Stored items from a collection
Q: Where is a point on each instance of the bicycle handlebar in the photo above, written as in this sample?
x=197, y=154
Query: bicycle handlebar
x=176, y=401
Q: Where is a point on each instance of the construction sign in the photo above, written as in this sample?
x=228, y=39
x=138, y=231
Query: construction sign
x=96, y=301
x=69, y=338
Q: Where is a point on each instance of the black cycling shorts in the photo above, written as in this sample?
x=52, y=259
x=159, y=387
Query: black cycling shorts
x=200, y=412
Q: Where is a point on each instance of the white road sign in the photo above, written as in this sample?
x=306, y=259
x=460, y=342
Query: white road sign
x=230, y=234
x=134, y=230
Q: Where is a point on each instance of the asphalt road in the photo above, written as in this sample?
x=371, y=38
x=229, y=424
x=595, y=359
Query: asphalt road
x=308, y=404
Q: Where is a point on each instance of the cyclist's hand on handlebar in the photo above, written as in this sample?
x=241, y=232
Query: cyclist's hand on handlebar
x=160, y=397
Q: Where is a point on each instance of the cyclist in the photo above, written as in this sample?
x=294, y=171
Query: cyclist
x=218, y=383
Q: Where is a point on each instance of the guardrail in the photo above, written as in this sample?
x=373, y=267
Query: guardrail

*Problem details:*
Exactly as they appear above, give the entries again.

*Solution below:*
Q: Where is a point on each instance of the bicycle handlebar in the photo above, written as in this sample?
x=197, y=154
Query: bicycle handlebar
x=176, y=401
Q: Where is a point on each instance of the construction sign in the photo above, written as in this sample?
x=228, y=39
x=138, y=231
Query: construction sign
x=96, y=301
x=69, y=338
Q: Where is a point on each instance of the black cycling shorts in the photo above, written as in this sample?
x=52, y=259
x=159, y=387
Query: black cycling shorts
x=200, y=412
Q: Where is a point on each instance of the white road sign in the photo above, written as in this sample?
x=306, y=259
x=460, y=342
Query: white road sign
x=230, y=234
x=134, y=230
Q: Where is a point on each instance of the asphalt road in the photo above, written as in this sample?
x=371, y=38
x=229, y=424
x=595, y=359
Query: asphalt road
x=308, y=404
Q: Where is a point on each instance of the cyclist's hand on handlebar in the photo above, written as in this sample?
x=241, y=232
Query: cyclist's hand on handlebar
x=160, y=397
Q: Where is a point on each instance of the cyclist in the photo above, written as in this sample?
x=294, y=171
Query: cyclist
x=218, y=383
Q: Where is a point on each instance of the guardrail in the photo above, written as in this sample?
x=373, y=267
Query: guardrail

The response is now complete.